Required action ->
The line containing "Target phrase: woman's teeth" and every line after it, through the last one below: output exactly these and nothing else.

Records shown ->
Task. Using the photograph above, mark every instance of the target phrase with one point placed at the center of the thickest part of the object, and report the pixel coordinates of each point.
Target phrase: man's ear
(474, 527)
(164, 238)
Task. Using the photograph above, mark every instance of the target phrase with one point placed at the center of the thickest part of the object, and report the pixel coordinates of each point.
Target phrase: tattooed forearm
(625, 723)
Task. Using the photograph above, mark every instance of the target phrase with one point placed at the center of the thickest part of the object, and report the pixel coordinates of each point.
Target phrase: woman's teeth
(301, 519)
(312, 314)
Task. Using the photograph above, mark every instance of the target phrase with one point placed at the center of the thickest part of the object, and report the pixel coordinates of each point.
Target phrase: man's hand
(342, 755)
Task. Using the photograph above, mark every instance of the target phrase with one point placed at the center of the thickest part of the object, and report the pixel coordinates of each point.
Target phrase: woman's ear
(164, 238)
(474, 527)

Task solution ->
Target phrase: woman's teeth
(301, 519)
(312, 314)
Task. Using the photograph above, mark every instance of the target phrase with one point placed at the center of the thickest part of the object, and report the pixel coordinates of each point.
Target phrase: man's hand
(342, 755)
Task. Using the photograph above, mark every instance of the target phrase with one point placed at the center of the thickest part of the object, and report the pixel coordinates of each point.
Target phrase: woman's ear
(164, 238)
(474, 527)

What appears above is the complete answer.